Task goal »
Please rewrite the material starting at the line that contains "For the image shown here, identify where the purple" and ending at the line that contains "[0,0,416,109]", keeping every line, requests included, and shifting each bounding box coordinate up by 101. Give only those lines.
# start of Entries supplied
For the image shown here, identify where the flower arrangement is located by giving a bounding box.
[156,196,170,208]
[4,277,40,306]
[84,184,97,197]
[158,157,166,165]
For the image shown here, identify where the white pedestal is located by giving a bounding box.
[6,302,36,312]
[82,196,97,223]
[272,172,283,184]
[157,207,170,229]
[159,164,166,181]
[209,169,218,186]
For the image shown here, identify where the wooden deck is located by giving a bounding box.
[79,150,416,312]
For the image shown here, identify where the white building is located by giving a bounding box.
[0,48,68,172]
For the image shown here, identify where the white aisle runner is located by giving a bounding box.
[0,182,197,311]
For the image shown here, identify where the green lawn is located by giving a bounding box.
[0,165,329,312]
# end of Entries supplied
# start of Entries supplied
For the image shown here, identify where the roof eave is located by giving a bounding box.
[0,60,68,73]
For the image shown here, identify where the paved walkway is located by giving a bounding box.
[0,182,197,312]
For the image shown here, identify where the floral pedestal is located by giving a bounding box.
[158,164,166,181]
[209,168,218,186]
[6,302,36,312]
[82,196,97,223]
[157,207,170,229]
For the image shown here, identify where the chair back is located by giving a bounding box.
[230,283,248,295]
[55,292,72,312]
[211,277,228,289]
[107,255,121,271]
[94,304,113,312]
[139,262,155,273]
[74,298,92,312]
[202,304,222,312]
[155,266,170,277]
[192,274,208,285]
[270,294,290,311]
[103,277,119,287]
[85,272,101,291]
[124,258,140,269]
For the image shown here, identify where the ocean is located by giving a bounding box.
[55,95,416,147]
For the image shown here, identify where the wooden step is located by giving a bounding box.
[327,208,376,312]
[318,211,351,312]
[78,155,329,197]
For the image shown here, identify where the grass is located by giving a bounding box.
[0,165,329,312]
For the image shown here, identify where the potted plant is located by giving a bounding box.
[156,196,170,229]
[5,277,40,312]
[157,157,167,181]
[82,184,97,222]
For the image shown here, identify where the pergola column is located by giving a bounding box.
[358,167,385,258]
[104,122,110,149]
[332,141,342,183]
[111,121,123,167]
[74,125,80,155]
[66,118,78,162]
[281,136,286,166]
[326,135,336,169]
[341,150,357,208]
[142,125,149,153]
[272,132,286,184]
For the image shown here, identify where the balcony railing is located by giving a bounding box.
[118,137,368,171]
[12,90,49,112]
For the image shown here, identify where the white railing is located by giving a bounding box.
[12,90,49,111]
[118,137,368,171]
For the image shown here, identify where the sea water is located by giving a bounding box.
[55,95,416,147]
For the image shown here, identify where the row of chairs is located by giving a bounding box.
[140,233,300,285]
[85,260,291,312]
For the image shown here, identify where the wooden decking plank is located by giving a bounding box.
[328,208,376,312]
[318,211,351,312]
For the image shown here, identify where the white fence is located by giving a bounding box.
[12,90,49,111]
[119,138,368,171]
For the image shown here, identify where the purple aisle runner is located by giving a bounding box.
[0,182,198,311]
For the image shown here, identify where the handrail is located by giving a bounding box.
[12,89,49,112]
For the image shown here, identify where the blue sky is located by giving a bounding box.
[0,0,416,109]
# end of Entries supplied
# start of Entries supplied
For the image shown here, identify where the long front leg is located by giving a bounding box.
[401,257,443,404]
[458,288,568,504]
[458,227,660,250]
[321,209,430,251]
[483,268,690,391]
# end of Entries supplied
Correct answer »
For the image shown here, identify where the purple aisle runner is located by giving a bounding box.
[101,283,299,412]
For the image shown here, identify where the handrail is located by giving a bounding box.
[113,190,150,213]
For the image shown here, identify where the blue sky is located by giving a bounding box.
[101,101,517,210]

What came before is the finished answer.